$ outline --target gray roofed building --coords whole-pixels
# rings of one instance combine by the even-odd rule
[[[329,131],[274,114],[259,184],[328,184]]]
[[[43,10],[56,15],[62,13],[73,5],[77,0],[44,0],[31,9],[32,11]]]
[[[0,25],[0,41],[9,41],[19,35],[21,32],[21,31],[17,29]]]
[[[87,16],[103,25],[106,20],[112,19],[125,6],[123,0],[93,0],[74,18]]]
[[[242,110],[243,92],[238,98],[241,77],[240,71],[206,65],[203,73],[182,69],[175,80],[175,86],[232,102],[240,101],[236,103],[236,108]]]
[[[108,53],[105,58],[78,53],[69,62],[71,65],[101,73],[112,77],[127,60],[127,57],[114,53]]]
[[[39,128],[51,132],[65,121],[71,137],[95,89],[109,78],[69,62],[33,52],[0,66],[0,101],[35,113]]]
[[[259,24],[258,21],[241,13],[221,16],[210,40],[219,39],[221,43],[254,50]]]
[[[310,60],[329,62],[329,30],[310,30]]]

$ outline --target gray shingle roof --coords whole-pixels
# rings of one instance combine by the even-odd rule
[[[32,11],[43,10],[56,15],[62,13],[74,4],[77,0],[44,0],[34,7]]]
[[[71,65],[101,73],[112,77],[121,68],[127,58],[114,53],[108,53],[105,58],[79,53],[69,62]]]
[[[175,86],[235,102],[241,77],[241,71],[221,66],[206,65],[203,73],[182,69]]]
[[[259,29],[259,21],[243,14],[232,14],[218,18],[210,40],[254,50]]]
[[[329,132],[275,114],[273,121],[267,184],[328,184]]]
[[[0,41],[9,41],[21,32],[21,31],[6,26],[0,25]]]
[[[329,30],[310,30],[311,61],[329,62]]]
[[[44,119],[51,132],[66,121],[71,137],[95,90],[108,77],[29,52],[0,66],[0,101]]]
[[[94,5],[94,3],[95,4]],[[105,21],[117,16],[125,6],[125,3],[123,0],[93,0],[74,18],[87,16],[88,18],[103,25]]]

# # #

REQUIREMENT: Reproduce the stretch of entries from the start through the line containing "[[[310,60],[329,62],[329,30],[310,30]]]", switching "even-odd rule" to "nonzero winding rule" and leaving everything else unchanged.

THE COMPLETED TASK:
$ outline --target gray roofed building --coords whole-pixels
# rings of one instance combine by the nonzero winding rule
[[[329,131],[274,114],[259,184],[328,184]]]
[[[43,10],[56,15],[62,13],[73,5],[77,0],[44,0],[31,9],[32,11]]]
[[[0,25],[0,41],[9,41],[19,35],[21,32],[21,31],[17,29]]]
[[[87,16],[103,25],[106,20],[112,19],[125,6],[123,0],[93,0],[74,18]]]
[[[242,110],[243,92],[238,98],[241,77],[240,71],[206,65],[203,73],[182,69],[175,80],[175,86],[232,102],[240,101],[236,103],[236,108]]]
[[[108,53],[105,58],[78,53],[69,62],[71,65],[101,73],[112,77],[127,60],[127,57],[114,53]]]
[[[39,128],[51,132],[65,121],[71,137],[95,89],[109,78],[69,62],[33,52],[0,66],[0,101],[35,113]]]
[[[259,24],[258,21],[241,13],[221,16],[210,40],[219,39],[221,43],[254,50]]]
[[[310,60],[329,62],[329,30],[310,30]]]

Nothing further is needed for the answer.